_SEKCJA TEKSTU_

──────

Politycy i kabareciarze
- Dodano:
- Kategorie: Komentarz, Polityka Krajowa
“Powtórka z rozrywki” to audycja satyryczna Programu 3 Polskiego Radia jeszcze z lat 70. Zawierała skecze, piosenki czy seriale satyryczne i trafiała do milionów. Powtorka z rozrywki to także nadużywany a równie irytujący dziś slang w użyciu choć jego korzenie sięgają dobrej tradycji – czasów świetności Jacka Fedorowicza i kultowego kabaretu “60 minut na godzinę“. O tym, że kabareciarzy na przestrzeni lat mieliśmy znakomitych wie każdy by wspomnieć Pietrzaka, Laskowika, Smolenia czy Wolskiego. Prominentne miejsce tego ostatniego to rzecz bezdyskusyjna o czym przekonać się można słuchając nawet dzisiejszych jego “refleksji“.
Kabaret był sprzymierzeńcem i wrogiem, zależnie od punktu .. siedzenia. Jesienią 1981 piosenkę o mrówkach znali wszyscy a “wejdą, nie wejdą, wejdą nie wejdą” nucili po obu stronach barykady. Tyle, że kabaret bez intelektu na przestrzeni lat stał się bronią obosieczną. Dla tych co rozbawiać winni jak i tych rozbawianych.
Dziś rolę kabareciarzy przejęli politycy. Ze stratą dla cennego rzemiosła – to oczywiste. Marna to zmiana bo mistrzów jak Wolski wśród nich niewielu a w odzyskanej pałami Polskiej Telewizji próżno szukać dobrego skeczu czy refleksyjnej satyry. Rolę kabareciarzy zastąpiła pani ambasadorowa Sznepfowa która zapraszając do studia niejakiego Rzeczkowskiego namawia go do opowieści z bajku mchu i paproci jak to Polacy chcieli z Rosjanami Ukrainę przejąć. Autorem tej bajki jest ..kabareciarz o którym za chwilę.

──────

_SEKCJA DANYCH_
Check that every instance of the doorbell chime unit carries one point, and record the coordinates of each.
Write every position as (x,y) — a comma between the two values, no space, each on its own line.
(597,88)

──────

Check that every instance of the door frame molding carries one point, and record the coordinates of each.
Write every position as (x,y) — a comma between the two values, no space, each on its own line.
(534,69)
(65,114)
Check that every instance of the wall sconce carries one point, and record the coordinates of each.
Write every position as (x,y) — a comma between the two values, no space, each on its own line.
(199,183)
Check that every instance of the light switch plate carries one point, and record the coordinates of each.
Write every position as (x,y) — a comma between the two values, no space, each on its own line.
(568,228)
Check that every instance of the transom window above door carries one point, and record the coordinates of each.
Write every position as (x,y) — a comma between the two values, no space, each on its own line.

──────

_POLECENIA_
(1) W którym programie Polskiego Radia nadawano audycję „Powtórka z rozrywki” według tekstu o politykach i kabareciarzach?
(2) Przepisz fragment tekstu o politykach i kabareciarzach od słów „Kabaret był sprzymierzeńcem” aż po słowa „i tych rozbawianych.”, wstawiając „frontu” w miejsce „barykady”.

_WYNIKI ĆWICZENIA_
(1) W Programie 3 Polskiego Radia.

(2)
Kabaret był sprzymierzeńcem i wrogiem, zależnie od punktu .. siedzenia. Jesienią 1981 piosenkę o mrówkach znali wszyscy a “wejdą, nie wejdą, wejdą nie wejdą” nucili po obu stronach frontu. Tyle, że kabaret bez intelektu na przestrzeni lat stał się bronią obosieczną. Dla tych co rozbawiać winni jak i tych rozbawianych.